Sterilizzazione obbligatoria: l’Europa che discrimina i transgender

sterilizzazione obbligatoria

Sterilizzazione obbligatoria per il cambio di sesso.

Non stiamo parlando di remote tribù dai costumi tribali, ma di Paesi europei. Sono ben nove quelli che prevedono la sterilizzazione obbligatoria per il riconoscimento giuridico del cambio di sesso, ovvero Finlandia, Lettonia, Repubblica Ceca, Slovacchia, Romania, Serbia, Bosnia- Erzegovina, Montenegro e Kosovo.

Ventiquattro Paesi poi, tra cui l’Italia, prevedono il divorzio obbligatorio, e 19 prevedono l’obbligo di un intervento chirurgico. Per quanto ad occhi esterni quest’ultima misura potrebbe sembrare ovvia, in realtà non lo è.

Innanzitutto si tratta di una violazione al diritto della persona di decidere della propria salute.

Va detto poi, che non tutti i transessuali sono intenzionati a subire questo tipo di operazione, poiché molto delicata, dolorosa e difficile. C’è inoltre un altro particolare, non esattamente piccolo. L’operazione per il cambio di sesso causa la sterilità di chi la subisce. Questo significa che, l’obbligatorietà dell’operazione, equivale alla sterilizzazione obbligatoria.



Altri quattordici Paesi europei non prevedono nessuna procedura legale per modificare il genere assegnato alla nascita.

In molti dei Paesi in cui è possibile sottoporsi a un intervento chirurgico per cambiare il proprio sesso, inoltre, bisogna prima sottoporsi ad una visita medica. Quest’ultima ha il fine di verificare che  il paziente non sia mentalmente instabile. Molte delle associazioni che si battono per i diritti delle persone transgender si oppongono a questa norma, poiché essa mina l’autodeterminazione del paziente. Nel report di TGEU si legge:

Tale requisito viola il diritto di ogni persona a autodeterminare la propria identità di genere. La diagnosi obbligatoria facilita la stigmatizzazione, l’esclusione e la discriminazione, in quanto si basa sulla falsa convinzione che essere trans sia una malattia mentale.

L’Organizzazione mondiale della Sanità ha adottato, nel maggio dello scorso anno, l’undicesima edizione dell’International Classification of Diseases (ICD-11). Si tratta dell’edizione in cui tutte le categorie relative alle persone trans gender ed al cambio di sesso sono state rimosse dal capitolo dei disturbi mentali e comportamentali.

* **DETTAGLI DEL COMPITO**:
Copia dal testo sulla sterilizzazione obbligatoria tutto ciò che va da "Sterilizzazione obbligatoria: l’Europa" fino a "Montenegro e Kosovo.". Le voci riportate qui non hanno alcun legame con il testo.

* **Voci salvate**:
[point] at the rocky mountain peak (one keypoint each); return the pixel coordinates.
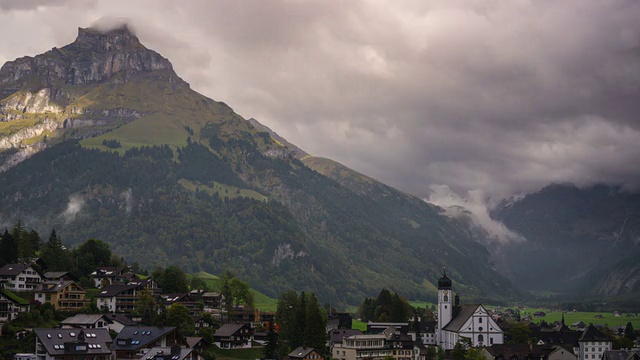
(110, 40)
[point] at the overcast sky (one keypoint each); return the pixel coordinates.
(492, 97)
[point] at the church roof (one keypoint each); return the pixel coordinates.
(466, 311)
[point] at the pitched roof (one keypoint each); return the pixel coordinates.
(593, 334)
(122, 319)
(136, 337)
(170, 353)
(84, 319)
(54, 286)
(465, 313)
(115, 289)
(301, 352)
(13, 269)
(58, 342)
(13, 297)
(228, 329)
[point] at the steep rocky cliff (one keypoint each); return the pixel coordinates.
(46, 97)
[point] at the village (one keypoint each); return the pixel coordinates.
(115, 324)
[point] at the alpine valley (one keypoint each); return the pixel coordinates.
(102, 139)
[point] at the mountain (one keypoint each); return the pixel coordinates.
(579, 240)
(102, 139)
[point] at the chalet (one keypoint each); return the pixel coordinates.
(175, 352)
(123, 298)
(19, 277)
(135, 341)
(305, 353)
(190, 301)
(233, 336)
(338, 335)
(60, 344)
(119, 321)
(621, 355)
(87, 321)
(104, 276)
(11, 305)
(376, 346)
(64, 295)
(593, 343)
(59, 276)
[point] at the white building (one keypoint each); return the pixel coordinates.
(19, 277)
(455, 322)
(592, 344)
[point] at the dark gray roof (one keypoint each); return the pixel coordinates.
(167, 353)
(84, 319)
(465, 313)
(54, 286)
(13, 269)
(137, 337)
(621, 354)
(301, 352)
(97, 341)
(593, 334)
(55, 274)
(122, 319)
(228, 329)
(114, 289)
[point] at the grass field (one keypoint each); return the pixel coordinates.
(586, 317)
(260, 300)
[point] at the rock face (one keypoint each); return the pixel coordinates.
(93, 57)
(42, 91)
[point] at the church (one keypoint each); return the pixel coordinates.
(467, 321)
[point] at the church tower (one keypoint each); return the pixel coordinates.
(445, 305)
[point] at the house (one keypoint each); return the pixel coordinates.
(190, 301)
(87, 321)
(123, 298)
(59, 276)
(469, 321)
(119, 321)
(60, 344)
(336, 336)
(63, 295)
(305, 353)
(19, 277)
(104, 276)
(621, 355)
(233, 336)
(11, 305)
(376, 346)
(593, 343)
(175, 352)
(135, 341)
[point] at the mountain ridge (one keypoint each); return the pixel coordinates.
(140, 160)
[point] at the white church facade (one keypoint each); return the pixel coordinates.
(455, 322)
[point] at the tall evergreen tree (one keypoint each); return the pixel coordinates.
(271, 348)
(9, 249)
(315, 331)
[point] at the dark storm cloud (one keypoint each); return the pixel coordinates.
(491, 97)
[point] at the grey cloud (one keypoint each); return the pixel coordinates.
(501, 97)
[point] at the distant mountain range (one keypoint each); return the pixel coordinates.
(102, 139)
(581, 241)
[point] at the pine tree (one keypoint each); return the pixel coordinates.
(9, 248)
(315, 335)
(271, 348)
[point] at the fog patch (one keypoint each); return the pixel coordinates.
(74, 207)
(474, 207)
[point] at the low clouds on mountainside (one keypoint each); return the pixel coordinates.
(499, 97)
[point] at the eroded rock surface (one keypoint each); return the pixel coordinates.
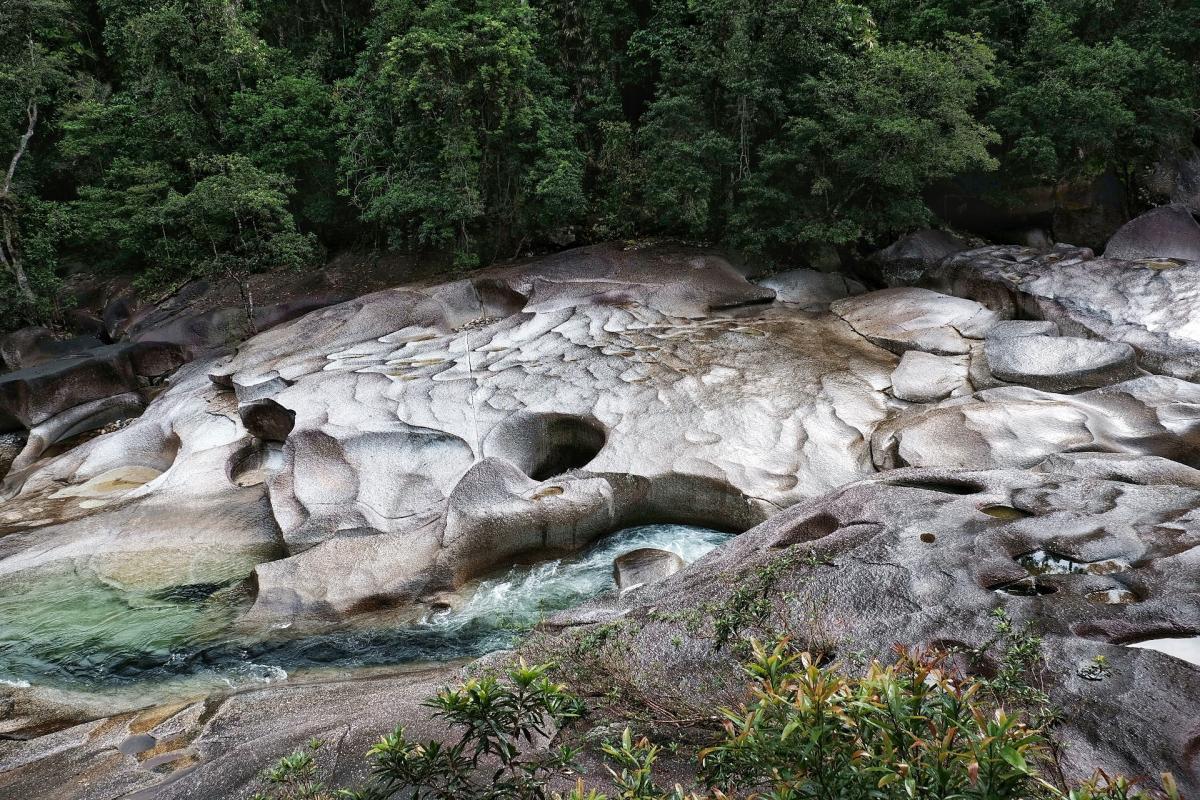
(928, 378)
(385, 450)
(916, 319)
(927, 557)
(1168, 232)
(1152, 305)
(1060, 362)
(441, 431)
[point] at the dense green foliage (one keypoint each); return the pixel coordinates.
(167, 138)
(810, 732)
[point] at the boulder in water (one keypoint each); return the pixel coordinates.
(645, 565)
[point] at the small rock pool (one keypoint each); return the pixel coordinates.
(76, 632)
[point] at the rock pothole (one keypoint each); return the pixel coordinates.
(255, 462)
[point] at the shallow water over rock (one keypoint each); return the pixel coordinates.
(76, 631)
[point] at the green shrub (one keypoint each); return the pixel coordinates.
(809, 732)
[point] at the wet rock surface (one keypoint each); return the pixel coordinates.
(1168, 232)
(646, 565)
(387, 450)
(1149, 304)
(924, 557)
(1060, 362)
(927, 378)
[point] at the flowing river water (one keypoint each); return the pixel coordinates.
(76, 632)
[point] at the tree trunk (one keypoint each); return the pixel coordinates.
(9, 256)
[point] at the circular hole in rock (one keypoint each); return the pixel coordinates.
(255, 462)
(563, 444)
(1003, 512)
(1026, 588)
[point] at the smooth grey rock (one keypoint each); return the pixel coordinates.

* **SOLUZIONE PROPOSTA**:
Sterilizzazione obbligatoria: l’Europa che discrimina i transgender

sterilizzazione obbligatoria

Sterilizzazione obbligatoria per il cambio di sesso.

Non stiamo parlando di remote tribù dai costumi tribali, ma di Paesi europei. Sono ben nove quelli che prevedono la sterilizzazione obbligatoria per il riconoscimento giuridico del cambio di sesso, ovvero Finlandia, Lettonia, Repubblica Ceca, Slovacchia, Romania, Serbia, Bosnia- Erzegovina, Montenegro e Kosovo.